## Begin DOCUMENT SEGMENT
I would like to suggest one other word not included on their list: charity.


While it is true that 501c3 nonprofits are referred to as charitable organizations by the IRS, most nonprofits do not like the term ‘charity’. 

“Charity” creates images of Oliver Twist (please sir, may I have some more) as well as gives the impression that one should give to nonprofits from their excess. Previously, many of the functions performed by nonprofits were undertaken by the government. As more of these functions shift from to the nonprofit sector, we must shift our giving tendencies.

According to my Google search, a charity is “an organization set up to provide help and raise money for those in need,” and yes, that’s what nonprofits are (though not all). But this definition also suggests that giving is a one-way street. The insinuation of the word “charity” is that the giver is making a sacrifice and expects nothing in return except an IRS donation letter and recognition in the annual report. This is a power division we in the nonprofit sector do not accept; it isn’t a true representation of how nonprofits work.

By donating to a nonprofit, you are playing an important part in this ecosystem of creating a better world. Your donation should not be crumbs left on the table but rather, like your taxes, a contribution to ensuring the safety and well-being for everyone as well as future generations.

What you should do

Some religions require that you tithe (give 10% of your earnings) to the church. While most of us do not have this same requirement, it is a good standard to consider.
## End DOCUMENT SEGMENT
__WHAT TO DO__:
1: Rewrite the essay on the word "charity", starting with "I would like" and going on through "our giving tendencies.", with "IRS" changed to "Internal Revenue Service".
2: Carry on the essay about the word "charity" and nonprofit giving from the point where it stops.
The records below the essay on nonprofit giving are drawn from a separate source.
## Begin SUPPLIED INFORMATION
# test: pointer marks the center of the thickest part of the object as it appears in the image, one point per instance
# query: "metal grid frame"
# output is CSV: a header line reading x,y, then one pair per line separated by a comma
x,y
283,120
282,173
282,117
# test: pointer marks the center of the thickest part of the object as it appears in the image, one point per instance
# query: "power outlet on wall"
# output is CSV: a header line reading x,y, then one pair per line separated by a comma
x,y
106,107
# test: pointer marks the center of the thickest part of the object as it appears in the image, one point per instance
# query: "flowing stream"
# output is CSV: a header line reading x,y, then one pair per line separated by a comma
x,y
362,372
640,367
## End SUPPLIED INFORMATION
## Begin SUPPLIED INFORMATION
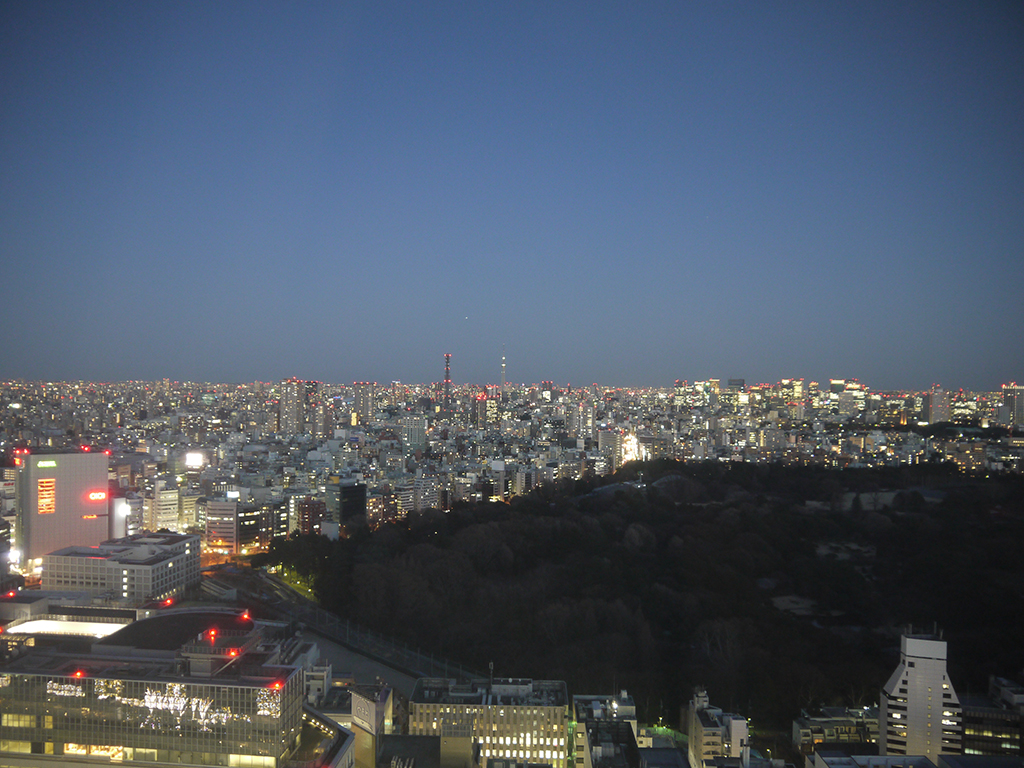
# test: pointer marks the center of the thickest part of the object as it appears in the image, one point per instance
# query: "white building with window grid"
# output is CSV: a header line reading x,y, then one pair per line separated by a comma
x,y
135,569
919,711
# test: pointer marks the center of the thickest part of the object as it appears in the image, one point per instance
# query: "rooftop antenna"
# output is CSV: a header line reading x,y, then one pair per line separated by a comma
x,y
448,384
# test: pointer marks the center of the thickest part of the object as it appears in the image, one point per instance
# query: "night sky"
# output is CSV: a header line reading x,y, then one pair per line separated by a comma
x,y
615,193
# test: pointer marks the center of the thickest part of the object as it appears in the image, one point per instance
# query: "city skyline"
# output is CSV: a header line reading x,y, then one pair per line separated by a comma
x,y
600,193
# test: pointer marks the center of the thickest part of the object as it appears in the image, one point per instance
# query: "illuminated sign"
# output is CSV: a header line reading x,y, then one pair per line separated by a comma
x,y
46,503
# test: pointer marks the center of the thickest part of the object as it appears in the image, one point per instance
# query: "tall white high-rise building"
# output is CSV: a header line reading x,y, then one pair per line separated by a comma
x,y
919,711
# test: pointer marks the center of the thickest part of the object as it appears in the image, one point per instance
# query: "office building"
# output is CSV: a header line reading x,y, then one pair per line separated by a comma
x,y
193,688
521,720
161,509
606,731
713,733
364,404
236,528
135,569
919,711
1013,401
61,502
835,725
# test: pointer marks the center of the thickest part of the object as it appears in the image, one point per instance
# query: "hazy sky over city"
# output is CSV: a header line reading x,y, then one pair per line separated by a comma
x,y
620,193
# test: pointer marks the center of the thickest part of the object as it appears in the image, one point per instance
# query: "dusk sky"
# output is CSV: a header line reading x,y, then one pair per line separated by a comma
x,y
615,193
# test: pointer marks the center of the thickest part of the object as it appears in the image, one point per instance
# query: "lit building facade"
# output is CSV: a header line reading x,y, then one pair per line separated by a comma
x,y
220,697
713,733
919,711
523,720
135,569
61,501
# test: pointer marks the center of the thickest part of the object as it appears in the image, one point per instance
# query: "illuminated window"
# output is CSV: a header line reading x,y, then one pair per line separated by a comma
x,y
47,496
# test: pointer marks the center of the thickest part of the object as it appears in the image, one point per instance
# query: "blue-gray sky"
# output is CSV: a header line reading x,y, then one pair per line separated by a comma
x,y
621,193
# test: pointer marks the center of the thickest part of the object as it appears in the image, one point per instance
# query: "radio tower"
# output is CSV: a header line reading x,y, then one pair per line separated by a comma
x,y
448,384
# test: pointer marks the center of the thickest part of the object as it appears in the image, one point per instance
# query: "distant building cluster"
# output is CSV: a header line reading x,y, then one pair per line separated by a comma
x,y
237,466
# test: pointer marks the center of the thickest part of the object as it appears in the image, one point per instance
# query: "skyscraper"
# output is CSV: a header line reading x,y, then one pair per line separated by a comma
## End SUPPLIED INFORMATION
__ANSWERS TO THE EXERCISES__:
1:
I would like to suggest one other word not included on their list: charity.


While it is true that 501c3 nonprofits are referred to as charitable organizations by the Internal Revenue Service, most nonprofits do not like the term ‘charity’. 

“Charity” creates images of Oliver Twist (please sir, may I have some more) as well as gives the impression that one should give to nonprofits from their excess. Previously, many of the functions performed by nonprofits were undertaken by the government. As more of these functions shift from to the nonprofit sector, we must shift our giving tendencies.

2:
Nonprofits can no longer rely on our giving from whatever extra we have in our pockets. Giving to nonprofits should be part of our personal budgeting process. Our nonprofit community does far too much to ensure the safety and well-being of our citizens, wildlife, and environment to try to get by on thirty cents on the dollar as many statistics suggest. They deserve more; they deserve our full support.

So, as we close this year, you still have time to make a final donation to the nonprofits whose mission you support. Many are eligible for matching grants which will allow your donation to go even farther and yes, by donating at the end of the year, you are eligible to take the donations off on your 2021 taxes. Trust me, you will be glad you did in April.

Soliciting your ideas

If you know of a nonprofit that is doing something great, celebrating a success, needs some outstanding volunteers or hosting an event, let me know! This column (aside from a little education) celebrates nonprofits!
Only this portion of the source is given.